Repeat, word for word, the part of the Berger court decision that opens with the words containing "Eric T. Schneiderman, Attorney" and closes with "and another, respondents.".

Supplied passage:

# # # # #

Berger v. N.Y. State Dep't of Envtl. Conservation

Decision Date19 February 2015
Citation4 N.Y.S.3d 631,125 A.D.3d 1128,2015 N.Y. Slip Op. 01496
PartiesIn the Matter of Robert BERGER et al., Petitioners, v. NEW YORK STATE DEPARTMENT OF ENVIRONMENTAL CONSERVATION et al., Respondents.
CourtNew York Supreme Court — Appellate Division

Nolan & Heller, LLP, Albany (Carl G. Dworkin of counsel), for petitioners.

Eric T. Schneiderman, Attorney General, Albany (Allison B. Levine of counsel), for New York State Department of Environmental Conservation, respondent.

Zachary W. Carter, Corporation Counsel, New York City (Janet L. Zaleon of counsel), for City of New York, respondent.

Jacobowitz & Gubits, LLP, Walden, for David Cook and another, respondents.

Before: STEIN, J.P., McCARTHY, GARRY, LYNCH and DEVINE, JJ.

Opinion

LYNCH, J.

Proceeding pursuant to CPLR article 78 (transferred to this Court by order of the Supreme Court, entered in Albany County) to review a determination of respondent Department of Environmental Conservation which found that petitioners and respondents David Cook and Jody Cook failed to operate and maintain a certain dam in a safe condition.

# # # # #

Dataset:
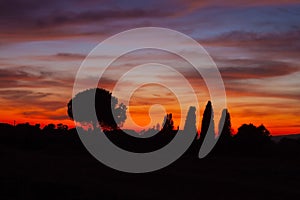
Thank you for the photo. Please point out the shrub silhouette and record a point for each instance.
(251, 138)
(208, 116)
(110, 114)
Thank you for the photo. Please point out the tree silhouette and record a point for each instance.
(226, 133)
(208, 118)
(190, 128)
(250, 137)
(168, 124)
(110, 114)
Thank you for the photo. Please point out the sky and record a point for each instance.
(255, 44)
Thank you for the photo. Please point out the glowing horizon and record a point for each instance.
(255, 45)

# # # # #

Solution to the problem:
Eric T. Schneiderman, Attorney General, Albany (Allison B. Levine of counsel), for New York State Department of Environmental Conservation, respondent.

Zachary W. Carter, Corporation Counsel, New York City (Janet L. Zaleon of counsel), for City of New York, respondent.

Jacobowitz & Gubits, LLP, Walden, for David Cook and another, respondents.